__TASK TO COMPLETE__. Put the stretch of the records below, from their start through the line containing "x=187 y=242", both ends included, into a JSON list of strings with one string per line and blank lines omitted.
===
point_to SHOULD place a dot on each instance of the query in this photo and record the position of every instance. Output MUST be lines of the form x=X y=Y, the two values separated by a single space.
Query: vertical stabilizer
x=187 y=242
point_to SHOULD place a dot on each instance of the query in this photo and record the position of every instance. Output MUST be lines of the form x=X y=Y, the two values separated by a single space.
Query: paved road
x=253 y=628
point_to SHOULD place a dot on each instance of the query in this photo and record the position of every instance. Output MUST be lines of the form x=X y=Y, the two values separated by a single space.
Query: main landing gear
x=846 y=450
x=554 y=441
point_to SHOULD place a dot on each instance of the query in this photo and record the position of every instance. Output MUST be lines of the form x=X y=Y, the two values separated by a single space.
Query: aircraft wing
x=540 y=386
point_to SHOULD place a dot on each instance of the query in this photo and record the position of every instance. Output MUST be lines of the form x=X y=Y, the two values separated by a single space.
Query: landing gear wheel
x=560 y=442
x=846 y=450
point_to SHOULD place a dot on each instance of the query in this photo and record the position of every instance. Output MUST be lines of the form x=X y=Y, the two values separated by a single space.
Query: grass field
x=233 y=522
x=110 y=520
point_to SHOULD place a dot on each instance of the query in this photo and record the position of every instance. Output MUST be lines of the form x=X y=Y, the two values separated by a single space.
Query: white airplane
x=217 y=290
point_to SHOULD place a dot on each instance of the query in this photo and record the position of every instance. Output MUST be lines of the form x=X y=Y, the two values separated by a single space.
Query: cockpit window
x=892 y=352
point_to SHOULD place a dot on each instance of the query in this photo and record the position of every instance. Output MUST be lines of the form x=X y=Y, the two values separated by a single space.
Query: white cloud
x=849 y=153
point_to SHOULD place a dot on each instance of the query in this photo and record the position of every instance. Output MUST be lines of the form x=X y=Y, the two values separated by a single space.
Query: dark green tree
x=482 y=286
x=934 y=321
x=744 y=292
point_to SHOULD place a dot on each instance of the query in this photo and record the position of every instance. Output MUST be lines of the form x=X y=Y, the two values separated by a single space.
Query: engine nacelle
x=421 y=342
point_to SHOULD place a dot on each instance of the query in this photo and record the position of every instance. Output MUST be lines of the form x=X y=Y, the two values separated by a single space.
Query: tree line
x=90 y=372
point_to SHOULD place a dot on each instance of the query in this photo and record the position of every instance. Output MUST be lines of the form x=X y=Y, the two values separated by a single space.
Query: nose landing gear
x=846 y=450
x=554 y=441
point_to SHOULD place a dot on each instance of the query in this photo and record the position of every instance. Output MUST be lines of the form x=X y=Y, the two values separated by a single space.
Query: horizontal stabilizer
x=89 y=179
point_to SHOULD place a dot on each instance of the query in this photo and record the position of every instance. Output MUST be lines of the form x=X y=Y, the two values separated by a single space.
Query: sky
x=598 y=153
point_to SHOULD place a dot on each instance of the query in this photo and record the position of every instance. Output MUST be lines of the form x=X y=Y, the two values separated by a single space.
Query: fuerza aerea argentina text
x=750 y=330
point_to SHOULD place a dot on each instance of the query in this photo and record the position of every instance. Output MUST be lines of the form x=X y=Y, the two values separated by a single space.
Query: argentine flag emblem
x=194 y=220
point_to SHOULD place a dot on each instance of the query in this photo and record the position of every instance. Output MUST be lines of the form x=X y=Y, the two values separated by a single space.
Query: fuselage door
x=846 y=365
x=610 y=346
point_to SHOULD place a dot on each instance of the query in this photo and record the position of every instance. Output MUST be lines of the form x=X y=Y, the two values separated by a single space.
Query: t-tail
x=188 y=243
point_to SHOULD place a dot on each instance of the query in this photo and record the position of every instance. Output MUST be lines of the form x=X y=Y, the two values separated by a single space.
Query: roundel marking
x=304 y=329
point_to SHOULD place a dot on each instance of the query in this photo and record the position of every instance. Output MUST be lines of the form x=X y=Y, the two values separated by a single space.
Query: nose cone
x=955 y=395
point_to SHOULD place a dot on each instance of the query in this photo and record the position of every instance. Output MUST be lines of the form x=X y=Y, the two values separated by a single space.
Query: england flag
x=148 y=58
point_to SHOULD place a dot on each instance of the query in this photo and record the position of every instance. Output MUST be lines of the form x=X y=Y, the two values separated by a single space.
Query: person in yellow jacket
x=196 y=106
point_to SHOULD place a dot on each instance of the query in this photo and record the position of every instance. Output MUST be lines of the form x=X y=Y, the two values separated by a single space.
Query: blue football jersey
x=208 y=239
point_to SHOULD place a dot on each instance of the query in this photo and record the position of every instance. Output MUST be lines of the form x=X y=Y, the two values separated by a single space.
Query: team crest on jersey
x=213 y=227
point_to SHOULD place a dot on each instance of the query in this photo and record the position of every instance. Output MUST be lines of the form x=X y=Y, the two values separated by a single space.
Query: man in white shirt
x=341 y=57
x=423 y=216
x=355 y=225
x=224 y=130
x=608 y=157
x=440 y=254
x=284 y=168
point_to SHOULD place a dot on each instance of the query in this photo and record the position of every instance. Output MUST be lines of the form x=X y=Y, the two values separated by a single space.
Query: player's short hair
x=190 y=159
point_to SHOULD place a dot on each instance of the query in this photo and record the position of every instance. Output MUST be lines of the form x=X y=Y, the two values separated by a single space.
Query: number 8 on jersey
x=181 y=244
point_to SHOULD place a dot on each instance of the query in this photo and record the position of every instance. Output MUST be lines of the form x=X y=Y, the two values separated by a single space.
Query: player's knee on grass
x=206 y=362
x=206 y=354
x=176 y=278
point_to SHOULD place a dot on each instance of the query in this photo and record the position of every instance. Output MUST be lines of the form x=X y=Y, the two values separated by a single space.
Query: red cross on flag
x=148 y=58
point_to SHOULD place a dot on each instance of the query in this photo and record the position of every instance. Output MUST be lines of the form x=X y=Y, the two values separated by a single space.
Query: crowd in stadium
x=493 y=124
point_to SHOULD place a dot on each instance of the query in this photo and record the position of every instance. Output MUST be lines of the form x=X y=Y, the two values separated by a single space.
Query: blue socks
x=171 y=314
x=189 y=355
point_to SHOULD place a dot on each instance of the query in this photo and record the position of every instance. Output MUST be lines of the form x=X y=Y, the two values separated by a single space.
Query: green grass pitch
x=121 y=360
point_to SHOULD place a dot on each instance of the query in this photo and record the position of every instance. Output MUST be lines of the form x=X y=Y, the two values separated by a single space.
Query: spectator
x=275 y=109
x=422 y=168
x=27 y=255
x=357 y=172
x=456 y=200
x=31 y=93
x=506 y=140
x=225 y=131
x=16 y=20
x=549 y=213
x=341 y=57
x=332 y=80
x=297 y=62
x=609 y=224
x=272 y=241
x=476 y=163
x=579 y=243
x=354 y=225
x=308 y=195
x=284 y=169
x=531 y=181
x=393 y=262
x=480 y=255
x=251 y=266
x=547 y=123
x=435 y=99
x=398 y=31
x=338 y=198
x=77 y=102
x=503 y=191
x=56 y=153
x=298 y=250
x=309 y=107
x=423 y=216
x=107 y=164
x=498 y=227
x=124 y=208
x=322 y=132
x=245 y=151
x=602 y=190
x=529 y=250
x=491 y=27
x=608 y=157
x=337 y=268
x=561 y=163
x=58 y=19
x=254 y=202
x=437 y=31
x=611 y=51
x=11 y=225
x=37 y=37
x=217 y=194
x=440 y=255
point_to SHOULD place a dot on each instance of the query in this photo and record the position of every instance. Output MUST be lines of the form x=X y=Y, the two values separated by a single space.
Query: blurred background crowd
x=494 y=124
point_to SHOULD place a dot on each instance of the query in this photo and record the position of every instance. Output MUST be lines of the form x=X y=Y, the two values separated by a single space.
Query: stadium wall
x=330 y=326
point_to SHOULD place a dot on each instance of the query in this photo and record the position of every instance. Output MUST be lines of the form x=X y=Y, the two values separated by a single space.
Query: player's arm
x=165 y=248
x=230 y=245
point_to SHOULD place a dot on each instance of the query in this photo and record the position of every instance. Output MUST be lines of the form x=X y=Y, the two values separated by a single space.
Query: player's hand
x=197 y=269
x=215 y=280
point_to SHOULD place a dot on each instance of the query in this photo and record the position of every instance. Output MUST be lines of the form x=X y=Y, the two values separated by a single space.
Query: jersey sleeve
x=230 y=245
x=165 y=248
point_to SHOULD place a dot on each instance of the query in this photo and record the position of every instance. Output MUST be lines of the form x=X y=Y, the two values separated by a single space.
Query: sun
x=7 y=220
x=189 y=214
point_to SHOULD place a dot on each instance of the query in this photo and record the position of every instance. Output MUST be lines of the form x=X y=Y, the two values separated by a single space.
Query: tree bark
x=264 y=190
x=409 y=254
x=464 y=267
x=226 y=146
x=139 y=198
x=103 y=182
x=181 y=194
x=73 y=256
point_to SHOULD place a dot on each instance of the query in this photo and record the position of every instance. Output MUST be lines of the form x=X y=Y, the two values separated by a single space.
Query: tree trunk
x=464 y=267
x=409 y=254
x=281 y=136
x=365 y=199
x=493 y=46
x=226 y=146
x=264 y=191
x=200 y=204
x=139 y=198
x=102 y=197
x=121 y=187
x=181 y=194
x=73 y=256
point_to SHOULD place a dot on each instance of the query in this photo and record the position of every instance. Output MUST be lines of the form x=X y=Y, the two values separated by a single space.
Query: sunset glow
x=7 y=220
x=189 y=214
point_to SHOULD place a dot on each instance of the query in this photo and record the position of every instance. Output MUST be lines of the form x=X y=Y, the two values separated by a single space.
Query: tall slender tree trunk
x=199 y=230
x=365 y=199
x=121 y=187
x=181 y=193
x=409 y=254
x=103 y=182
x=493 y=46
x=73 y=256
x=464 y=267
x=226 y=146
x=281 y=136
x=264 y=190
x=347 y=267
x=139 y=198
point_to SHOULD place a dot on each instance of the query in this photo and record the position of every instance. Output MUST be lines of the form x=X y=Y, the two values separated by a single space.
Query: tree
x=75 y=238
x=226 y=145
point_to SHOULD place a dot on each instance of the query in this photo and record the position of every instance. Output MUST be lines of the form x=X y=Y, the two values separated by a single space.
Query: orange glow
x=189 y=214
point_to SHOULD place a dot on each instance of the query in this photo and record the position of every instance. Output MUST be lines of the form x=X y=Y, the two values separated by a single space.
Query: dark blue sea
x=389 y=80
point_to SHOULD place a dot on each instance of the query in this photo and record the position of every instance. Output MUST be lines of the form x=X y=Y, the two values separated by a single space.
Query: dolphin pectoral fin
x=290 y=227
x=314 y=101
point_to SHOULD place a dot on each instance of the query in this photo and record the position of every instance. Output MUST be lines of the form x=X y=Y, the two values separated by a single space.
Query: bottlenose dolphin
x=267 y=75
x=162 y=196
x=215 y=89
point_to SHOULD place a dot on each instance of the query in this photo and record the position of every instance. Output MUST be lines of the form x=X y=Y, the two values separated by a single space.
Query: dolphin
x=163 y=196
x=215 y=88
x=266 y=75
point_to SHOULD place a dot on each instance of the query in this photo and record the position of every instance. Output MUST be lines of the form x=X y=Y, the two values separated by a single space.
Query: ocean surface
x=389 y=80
===
__ANSWER BELOW__.
[
  "point_to SHOULD place a dot on each instance of the query in this photo and record the position of every instance. Output MUST be lines of the form x=X y=Y, the two values separated by a single space.",
  "Query: vertical stabilizer",
  "x=187 y=242"
]